*WHAT IS REQUIRED*
Please quote only the lines that start at the one with "of the hood" and go on to the last line of the data, both ends kept.

*DATA FOR PROCESSING*
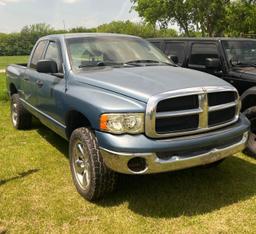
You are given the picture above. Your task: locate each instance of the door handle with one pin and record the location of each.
(40, 83)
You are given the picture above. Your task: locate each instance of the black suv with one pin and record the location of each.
(232, 59)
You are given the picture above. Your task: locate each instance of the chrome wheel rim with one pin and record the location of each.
(81, 165)
(252, 142)
(14, 114)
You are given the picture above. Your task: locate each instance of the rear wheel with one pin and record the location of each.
(90, 175)
(250, 113)
(21, 118)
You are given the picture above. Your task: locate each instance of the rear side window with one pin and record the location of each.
(53, 53)
(200, 52)
(156, 44)
(177, 49)
(38, 54)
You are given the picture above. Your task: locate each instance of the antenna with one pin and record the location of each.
(64, 25)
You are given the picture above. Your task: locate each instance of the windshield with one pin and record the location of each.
(240, 53)
(87, 52)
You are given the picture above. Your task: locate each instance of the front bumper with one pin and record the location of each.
(172, 154)
(119, 161)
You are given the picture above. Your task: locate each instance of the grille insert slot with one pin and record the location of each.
(178, 104)
(176, 124)
(191, 111)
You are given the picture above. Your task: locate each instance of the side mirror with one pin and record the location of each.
(212, 63)
(47, 66)
(174, 58)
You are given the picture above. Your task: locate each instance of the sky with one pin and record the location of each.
(14, 14)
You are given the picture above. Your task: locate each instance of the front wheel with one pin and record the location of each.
(90, 175)
(250, 113)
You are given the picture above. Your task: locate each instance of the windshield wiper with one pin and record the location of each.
(101, 64)
(147, 61)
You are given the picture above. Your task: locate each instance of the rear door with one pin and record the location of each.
(51, 88)
(28, 85)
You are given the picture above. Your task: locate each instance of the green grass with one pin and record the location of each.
(7, 60)
(37, 194)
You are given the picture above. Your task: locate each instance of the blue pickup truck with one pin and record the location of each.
(125, 108)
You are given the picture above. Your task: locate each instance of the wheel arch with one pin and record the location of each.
(12, 89)
(75, 119)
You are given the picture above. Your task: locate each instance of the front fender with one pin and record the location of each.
(248, 98)
(92, 101)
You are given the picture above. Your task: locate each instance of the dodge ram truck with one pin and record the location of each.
(125, 108)
(232, 59)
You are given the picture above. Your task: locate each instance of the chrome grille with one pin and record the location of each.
(191, 111)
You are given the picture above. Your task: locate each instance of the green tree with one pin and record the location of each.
(241, 18)
(205, 16)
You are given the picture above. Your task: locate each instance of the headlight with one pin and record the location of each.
(132, 123)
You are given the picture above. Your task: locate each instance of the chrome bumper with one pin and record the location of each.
(118, 162)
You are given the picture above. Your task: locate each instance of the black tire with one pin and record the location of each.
(90, 175)
(21, 118)
(214, 164)
(250, 113)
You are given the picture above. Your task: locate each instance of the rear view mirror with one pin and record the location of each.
(174, 58)
(213, 63)
(47, 66)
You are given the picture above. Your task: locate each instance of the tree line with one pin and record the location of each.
(193, 17)
(201, 17)
(22, 43)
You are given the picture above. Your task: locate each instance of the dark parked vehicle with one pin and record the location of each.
(124, 107)
(234, 60)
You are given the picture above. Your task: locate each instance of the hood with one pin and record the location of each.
(143, 82)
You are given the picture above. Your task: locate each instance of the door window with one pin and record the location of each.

*WRITTEN RESPONSE*
You are given the picture above. Your task: locate each instance of the hood with one pin and record the location of each.
(143, 82)
You are given the picture above. Your task: locate each instance of the door window with one pin and record the location of each.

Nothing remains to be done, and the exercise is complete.